(Provided information begins)

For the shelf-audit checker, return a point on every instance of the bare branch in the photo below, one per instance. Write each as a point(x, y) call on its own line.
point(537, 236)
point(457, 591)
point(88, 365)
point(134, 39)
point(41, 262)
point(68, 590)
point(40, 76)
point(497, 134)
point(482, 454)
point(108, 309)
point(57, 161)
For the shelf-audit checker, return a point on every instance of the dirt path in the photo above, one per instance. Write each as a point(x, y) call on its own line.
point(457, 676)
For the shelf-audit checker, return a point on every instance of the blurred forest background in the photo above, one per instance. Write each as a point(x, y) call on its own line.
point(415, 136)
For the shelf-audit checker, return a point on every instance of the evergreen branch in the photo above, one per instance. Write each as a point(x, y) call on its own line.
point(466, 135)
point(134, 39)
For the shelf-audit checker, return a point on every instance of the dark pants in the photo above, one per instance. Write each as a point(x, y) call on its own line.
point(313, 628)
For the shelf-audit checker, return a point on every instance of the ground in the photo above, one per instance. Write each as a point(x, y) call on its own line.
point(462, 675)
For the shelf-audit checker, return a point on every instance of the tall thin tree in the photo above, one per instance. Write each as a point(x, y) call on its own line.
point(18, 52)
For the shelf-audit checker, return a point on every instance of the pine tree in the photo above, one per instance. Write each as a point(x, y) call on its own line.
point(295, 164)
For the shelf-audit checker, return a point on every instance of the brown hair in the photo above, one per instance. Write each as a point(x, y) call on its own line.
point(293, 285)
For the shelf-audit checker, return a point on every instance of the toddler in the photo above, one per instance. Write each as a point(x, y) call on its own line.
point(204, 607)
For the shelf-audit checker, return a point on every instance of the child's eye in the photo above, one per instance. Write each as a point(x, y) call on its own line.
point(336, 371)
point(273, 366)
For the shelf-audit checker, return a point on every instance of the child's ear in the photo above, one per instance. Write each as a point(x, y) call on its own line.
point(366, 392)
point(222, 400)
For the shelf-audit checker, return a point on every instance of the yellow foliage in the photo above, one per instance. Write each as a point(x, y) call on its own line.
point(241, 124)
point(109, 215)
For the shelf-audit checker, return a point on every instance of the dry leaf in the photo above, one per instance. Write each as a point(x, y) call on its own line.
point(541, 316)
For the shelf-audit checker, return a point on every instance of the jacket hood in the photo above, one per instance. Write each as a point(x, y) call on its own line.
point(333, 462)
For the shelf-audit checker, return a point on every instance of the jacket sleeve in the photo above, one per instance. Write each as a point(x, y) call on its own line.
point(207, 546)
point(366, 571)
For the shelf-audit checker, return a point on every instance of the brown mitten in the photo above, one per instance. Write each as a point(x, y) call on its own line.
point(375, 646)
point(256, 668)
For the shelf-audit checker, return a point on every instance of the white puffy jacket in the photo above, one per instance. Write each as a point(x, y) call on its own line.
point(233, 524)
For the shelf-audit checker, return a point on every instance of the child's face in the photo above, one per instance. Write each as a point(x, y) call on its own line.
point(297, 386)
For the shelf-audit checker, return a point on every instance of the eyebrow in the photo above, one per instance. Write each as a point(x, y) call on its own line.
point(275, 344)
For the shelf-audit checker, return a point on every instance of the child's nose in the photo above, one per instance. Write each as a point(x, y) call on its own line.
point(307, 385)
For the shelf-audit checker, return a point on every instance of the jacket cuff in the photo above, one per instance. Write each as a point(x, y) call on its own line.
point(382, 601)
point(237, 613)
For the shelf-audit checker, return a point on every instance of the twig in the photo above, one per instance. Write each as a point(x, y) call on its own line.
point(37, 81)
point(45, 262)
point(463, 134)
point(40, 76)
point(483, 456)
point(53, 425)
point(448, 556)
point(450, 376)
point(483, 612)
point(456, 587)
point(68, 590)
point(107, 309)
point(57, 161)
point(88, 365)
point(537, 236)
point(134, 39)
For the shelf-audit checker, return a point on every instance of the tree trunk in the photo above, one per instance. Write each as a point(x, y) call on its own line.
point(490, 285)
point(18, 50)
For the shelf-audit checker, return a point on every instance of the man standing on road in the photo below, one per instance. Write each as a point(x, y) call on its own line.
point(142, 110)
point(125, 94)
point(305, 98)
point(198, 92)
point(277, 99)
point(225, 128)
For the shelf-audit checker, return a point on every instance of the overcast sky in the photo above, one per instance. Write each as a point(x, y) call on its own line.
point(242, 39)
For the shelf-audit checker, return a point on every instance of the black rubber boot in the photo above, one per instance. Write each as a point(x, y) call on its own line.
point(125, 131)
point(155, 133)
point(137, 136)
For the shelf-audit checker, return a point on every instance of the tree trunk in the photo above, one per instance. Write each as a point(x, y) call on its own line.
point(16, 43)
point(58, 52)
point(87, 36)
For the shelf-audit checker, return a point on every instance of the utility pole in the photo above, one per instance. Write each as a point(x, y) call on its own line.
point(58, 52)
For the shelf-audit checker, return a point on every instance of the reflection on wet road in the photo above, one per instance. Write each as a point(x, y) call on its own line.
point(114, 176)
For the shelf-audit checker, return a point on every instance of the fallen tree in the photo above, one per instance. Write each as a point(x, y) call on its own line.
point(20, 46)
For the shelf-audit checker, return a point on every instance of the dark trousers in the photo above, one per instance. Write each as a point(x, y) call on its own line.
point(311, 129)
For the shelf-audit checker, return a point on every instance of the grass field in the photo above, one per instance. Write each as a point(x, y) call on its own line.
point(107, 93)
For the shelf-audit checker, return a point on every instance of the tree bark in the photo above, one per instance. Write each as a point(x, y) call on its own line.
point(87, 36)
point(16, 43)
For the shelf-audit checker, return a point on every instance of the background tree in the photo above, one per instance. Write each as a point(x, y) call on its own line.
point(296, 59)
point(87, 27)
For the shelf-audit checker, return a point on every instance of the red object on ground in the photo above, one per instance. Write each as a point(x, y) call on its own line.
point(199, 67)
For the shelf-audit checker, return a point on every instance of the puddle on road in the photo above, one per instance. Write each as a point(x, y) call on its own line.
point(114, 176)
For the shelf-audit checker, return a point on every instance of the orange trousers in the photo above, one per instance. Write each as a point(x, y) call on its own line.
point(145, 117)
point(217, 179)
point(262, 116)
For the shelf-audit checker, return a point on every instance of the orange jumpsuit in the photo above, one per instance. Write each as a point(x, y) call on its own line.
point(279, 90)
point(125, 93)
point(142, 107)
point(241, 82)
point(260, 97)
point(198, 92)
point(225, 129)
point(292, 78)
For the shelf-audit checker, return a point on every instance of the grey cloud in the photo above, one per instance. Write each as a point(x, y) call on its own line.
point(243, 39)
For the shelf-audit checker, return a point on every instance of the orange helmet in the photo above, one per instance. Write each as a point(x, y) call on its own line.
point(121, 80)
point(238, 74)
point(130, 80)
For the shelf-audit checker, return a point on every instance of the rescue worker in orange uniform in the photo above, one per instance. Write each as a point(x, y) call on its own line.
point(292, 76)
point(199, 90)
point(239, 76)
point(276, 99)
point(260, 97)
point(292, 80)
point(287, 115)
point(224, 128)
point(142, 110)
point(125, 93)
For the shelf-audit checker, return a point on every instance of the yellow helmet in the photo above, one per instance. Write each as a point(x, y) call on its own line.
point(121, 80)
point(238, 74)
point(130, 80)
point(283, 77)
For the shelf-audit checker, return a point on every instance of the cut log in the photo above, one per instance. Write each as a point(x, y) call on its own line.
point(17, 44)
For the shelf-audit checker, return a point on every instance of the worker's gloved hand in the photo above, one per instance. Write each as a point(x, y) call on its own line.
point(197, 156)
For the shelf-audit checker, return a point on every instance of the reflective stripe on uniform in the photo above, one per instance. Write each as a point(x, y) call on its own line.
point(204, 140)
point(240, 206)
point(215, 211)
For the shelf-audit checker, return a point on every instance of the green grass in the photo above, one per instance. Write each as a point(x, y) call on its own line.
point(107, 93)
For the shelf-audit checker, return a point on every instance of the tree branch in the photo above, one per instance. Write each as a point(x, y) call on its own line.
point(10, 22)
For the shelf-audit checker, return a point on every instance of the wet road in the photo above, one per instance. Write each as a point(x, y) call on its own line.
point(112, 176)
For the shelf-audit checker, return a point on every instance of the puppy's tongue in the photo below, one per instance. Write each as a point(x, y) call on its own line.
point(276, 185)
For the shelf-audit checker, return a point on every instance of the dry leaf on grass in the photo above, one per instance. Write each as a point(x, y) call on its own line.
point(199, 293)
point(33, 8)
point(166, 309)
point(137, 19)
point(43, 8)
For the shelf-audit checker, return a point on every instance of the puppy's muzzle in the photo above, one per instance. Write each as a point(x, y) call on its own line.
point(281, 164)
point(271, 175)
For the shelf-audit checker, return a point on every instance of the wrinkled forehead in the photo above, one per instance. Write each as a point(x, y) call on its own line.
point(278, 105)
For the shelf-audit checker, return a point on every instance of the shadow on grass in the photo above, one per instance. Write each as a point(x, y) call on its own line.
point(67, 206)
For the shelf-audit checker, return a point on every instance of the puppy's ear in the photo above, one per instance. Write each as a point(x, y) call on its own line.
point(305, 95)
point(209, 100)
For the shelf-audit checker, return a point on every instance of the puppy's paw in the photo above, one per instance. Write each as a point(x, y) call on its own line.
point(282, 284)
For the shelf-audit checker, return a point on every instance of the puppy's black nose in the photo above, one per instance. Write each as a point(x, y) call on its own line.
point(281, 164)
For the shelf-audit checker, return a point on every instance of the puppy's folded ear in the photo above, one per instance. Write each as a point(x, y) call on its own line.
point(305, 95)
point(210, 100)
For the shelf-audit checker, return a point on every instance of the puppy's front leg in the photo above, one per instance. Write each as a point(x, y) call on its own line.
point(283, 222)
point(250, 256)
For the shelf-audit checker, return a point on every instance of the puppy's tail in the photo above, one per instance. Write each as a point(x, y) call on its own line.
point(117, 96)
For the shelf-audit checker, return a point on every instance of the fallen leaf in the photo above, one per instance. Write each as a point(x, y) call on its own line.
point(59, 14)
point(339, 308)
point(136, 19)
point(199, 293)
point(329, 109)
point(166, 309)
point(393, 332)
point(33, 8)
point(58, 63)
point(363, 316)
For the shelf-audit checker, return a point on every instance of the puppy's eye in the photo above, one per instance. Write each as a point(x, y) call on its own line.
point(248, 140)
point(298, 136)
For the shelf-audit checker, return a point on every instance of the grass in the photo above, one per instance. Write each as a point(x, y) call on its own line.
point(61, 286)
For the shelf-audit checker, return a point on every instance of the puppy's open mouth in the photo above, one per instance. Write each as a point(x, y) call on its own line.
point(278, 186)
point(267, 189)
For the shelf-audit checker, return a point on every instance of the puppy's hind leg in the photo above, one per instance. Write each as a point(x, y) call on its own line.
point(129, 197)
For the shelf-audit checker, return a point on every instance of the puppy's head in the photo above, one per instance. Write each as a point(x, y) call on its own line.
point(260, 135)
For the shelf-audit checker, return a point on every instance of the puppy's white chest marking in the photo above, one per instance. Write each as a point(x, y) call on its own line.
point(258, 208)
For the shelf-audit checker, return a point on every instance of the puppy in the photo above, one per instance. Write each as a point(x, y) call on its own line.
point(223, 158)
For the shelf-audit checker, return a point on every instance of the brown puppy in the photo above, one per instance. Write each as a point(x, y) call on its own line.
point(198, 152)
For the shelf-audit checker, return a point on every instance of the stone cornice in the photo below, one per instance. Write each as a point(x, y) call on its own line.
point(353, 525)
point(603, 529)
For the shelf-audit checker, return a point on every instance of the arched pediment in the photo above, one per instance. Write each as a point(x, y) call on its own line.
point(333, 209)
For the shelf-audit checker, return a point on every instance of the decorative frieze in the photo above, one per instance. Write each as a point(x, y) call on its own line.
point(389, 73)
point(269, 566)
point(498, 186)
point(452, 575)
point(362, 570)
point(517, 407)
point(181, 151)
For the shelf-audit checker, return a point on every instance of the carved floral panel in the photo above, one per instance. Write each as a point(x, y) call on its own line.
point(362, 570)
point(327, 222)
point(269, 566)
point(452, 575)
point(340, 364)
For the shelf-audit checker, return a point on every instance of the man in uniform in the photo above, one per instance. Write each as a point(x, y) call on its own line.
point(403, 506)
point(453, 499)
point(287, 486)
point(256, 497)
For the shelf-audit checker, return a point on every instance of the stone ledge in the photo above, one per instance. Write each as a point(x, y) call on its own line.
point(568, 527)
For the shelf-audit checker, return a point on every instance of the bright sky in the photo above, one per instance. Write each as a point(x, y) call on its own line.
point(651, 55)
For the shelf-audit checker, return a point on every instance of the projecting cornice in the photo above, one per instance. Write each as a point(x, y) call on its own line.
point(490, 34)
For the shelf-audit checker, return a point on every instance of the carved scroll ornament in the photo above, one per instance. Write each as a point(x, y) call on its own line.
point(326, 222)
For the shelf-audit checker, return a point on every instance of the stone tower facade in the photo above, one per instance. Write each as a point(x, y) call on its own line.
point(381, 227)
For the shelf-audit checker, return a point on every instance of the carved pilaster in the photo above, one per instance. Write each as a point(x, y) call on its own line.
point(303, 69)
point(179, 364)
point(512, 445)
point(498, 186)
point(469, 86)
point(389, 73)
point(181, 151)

(Provided information ends)

[Assignment] The line containing "man in uniform" marks where to begin; copy it and every later line exactly, through the end of the data.

[Task output]
For the shelf-audit checker, return a point on every instance of the man in uniform in the photo above, one per instance. Write each as a point(x, y) call on its own line.
point(403, 506)
point(453, 499)
point(287, 486)
point(256, 497)
For the shelf-audit checker, return a point on every instance of the stone ledge in the photo above, one per instance. Write each as a point(x, y) call on its own line.
point(568, 527)
For the shelf-audit checker, return a point on every instance of the bright sky in the photo above, one per instance. Write each as a point(x, y) call on its own line.
point(651, 55)
For the shelf-audit checker, return a point on every instance of the projecting cornice in the photo above, one per instance. Write each as a point(x, y) call on its own line.
point(490, 34)
For the shelf-audit checker, return a point on every instance of the carved scroll ornament in the photo above, one per instance. Write each as a point(x, y) call on its own line.
point(326, 222)
For the shelf-audit checker, return a point on every instance of the stone tower facade in the photo above, one per instance. Write each as a point(x, y) call on its own line.
point(381, 227)
For the shelf-audit checker, return a point on every instance of the carved pilaster in the photo above, one per instance. Write each as a point(x, y) call on its own line.
point(303, 69)
point(179, 364)
point(512, 445)
point(498, 186)
point(469, 86)
point(389, 73)
point(181, 151)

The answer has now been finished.